▶ **Objective**
Pick out each line in the items below that contains the word "green" and copy those lines.

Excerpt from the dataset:

-- START --

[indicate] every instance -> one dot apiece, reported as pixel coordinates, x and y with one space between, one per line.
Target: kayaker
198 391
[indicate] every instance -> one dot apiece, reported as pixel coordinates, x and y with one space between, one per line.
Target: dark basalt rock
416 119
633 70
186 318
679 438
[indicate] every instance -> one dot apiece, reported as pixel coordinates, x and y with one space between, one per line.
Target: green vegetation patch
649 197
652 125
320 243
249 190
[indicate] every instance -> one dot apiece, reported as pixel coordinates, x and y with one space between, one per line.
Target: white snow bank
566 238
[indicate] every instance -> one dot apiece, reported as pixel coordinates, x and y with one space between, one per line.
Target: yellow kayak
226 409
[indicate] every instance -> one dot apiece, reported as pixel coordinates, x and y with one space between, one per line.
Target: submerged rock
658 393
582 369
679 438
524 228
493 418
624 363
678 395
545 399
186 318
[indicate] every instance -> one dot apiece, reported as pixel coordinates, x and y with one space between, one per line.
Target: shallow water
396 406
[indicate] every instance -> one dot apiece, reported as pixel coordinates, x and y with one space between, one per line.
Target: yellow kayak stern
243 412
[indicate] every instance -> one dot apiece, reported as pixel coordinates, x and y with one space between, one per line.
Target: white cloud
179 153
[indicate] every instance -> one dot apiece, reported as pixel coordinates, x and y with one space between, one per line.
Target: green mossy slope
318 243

-- END --

▶ **Full answer**
Target: green vegetation patch
Target: green mossy slope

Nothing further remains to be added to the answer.